- [TASK INPUTS]
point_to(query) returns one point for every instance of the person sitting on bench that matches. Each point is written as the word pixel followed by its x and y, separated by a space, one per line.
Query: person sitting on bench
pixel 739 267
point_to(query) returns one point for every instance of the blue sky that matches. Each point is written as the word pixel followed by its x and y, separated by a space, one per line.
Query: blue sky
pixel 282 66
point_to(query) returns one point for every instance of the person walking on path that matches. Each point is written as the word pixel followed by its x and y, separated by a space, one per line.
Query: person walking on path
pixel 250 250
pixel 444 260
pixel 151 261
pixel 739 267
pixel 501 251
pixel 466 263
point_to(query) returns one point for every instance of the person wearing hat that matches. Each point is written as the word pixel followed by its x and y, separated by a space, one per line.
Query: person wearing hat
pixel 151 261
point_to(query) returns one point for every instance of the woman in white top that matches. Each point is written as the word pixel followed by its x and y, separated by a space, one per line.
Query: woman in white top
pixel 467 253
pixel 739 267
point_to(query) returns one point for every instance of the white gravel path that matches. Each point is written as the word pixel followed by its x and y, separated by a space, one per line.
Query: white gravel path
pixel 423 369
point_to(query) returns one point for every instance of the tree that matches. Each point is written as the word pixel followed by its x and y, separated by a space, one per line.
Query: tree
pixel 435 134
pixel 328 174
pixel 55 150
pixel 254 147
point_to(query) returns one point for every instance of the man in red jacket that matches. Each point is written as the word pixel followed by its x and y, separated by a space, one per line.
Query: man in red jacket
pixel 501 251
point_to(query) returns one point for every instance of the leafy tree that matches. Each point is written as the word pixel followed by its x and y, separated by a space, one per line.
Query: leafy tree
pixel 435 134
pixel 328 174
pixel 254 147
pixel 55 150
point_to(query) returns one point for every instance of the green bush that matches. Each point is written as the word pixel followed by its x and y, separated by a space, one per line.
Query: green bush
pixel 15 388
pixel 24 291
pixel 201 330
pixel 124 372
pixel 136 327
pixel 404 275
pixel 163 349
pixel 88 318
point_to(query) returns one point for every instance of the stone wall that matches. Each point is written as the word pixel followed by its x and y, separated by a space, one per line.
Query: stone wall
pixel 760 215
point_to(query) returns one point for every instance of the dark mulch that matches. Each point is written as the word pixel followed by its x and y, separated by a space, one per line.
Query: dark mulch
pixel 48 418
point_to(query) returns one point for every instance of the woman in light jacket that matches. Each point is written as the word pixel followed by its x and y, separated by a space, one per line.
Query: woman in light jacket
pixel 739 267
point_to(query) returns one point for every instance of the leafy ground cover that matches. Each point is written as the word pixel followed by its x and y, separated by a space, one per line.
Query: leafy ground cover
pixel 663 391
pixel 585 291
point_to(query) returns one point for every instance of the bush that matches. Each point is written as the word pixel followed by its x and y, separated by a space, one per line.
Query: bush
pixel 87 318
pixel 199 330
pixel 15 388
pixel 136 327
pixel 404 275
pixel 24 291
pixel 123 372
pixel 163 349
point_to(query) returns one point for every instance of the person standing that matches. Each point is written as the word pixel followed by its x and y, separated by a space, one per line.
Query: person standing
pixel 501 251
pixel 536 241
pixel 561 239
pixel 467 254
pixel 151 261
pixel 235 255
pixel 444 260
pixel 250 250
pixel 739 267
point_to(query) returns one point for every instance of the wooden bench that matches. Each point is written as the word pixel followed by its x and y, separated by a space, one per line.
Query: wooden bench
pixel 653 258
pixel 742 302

- [WORK TASK]
Give back every line of the data exactly.

- [RESULT BELOW]
point_to(query) returns one point for every instance of the person sitting on bench that matches. Each point is written as the word pixel followed by its x and y, separated by a space, one per line.
Query: person sitting on bench
pixel 739 267
point_to(query) returns one point for every instance of the blue sky that matches. Each point is written as the word pixel followed by its x and y, separated by a space, one per line.
Query: blue sky
pixel 282 66
point_to(query) returns one point for every instance of the person walking on path that matches. Each point is written as the word pixel followed by its x and y, separated by a space, one per line.
Query: person walking on path
pixel 250 250
pixel 444 260
pixel 151 261
pixel 739 267
pixel 501 251
pixel 466 263
point_to(query) returns one point for every instance of the person wearing hat that matches. Each point is written as the word pixel followed by its x and y, separated by a space, one per line.
Query: person wearing hat
pixel 151 261
point_to(query) returns one point for every instance of the woman in white top that matches. Each point is written as the word pixel followed by its x and y, separated by a space, one per line.
Query: woman in white top
pixel 467 253
pixel 739 267
point_to(query) returns one point for every instance of the white gravel path that matches. Each point is written as the word pixel followed by its x and y, separated by a space, one per line.
Query: white gravel path
pixel 423 369
point_to(query) returns one point for every instance of the tree that matches. Each point is written as the word pixel followed by its x and y, separated by a space, one per line.
Query: tree
pixel 435 134
pixel 328 174
pixel 55 150
pixel 254 147
point_to(query) returns one point for every instance of the man in red jacket that matches. Each point is written as the word pixel followed by its x and y, separated by a space, one per line.
Query: man in red jacket
pixel 501 251
point_to(query) returns one point for every instance of the leafy tree that matches. Each point is written as the word pixel followed by its x and y, separated by a space, one per line.
Query: leafy tree
pixel 435 134
pixel 328 174
pixel 254 147
pixel 55 150
point_to(query) returns one point for every instance of the green bush that matches. Each point is written as the word pixel followed by its x and y, separated by a space, one per line.
Query: green bush
pixel 15 388
pixel 24 291
pixel 201 330
pixel 124 372
pixel 136 327
pixel 404 275
pixel 163 349
pixel 88 318
point_to(query) returns one point for every instance of the stone wall that matches. Each point is written as the word pixel followed by its x and y, separated by a space, one per line.
Query: stone wall
pixel 760 215
point_to(query) returns one point for every instance of the dark mulch that matches. Each point is written as the word pixel followed by its x and y, separated by a space, one per line.
Query: dark mulch
pixel 48 418
point_to(query) returns one point for every instance of the woman in light jacket that matches. Each point is written as the word pixel followed by its x and y, separated by a space, one per line.
Query: woman in light jacket
pixel 739 267
point_to(query) returns one point for every instance of the leafy ground cover that matches. Each point is written as the word pixel followed by its x and y, separated by a space, one per line.
Query: leafy ground cover
pixel 663 391
pixel 585 291
point_to(query) returns one point for every instance of the bush that matches. Each point is written as the word pixel followed by its x and y, separated by a space, one per line.
Query: bush
pixel 87 318
pixel 199 330
pixel 15 388
pixel 136 327
pixel 404 275
pixel 24 291
pixel 123 372
pixel 163 349
point_to(query) returns one point for every instance of the person standing that matches. Each point is written as the word pixel followed by its x and y, separated by a space, one per line.
Query: person standing
pixel 501 251
pixel 536 241
pixel 561 239
pixel 467 254
pixel 151 261
pixel 235 255
pixel 444 260
pixel 250 250
pixel 739 267
point_to(query) returns one point for every instance of the wooden bench that matches. Each point is written as the word pixel followed by its x and y, separated by a space, one per line.
Query: wooden bench
pixel 653 258
pixel 742 302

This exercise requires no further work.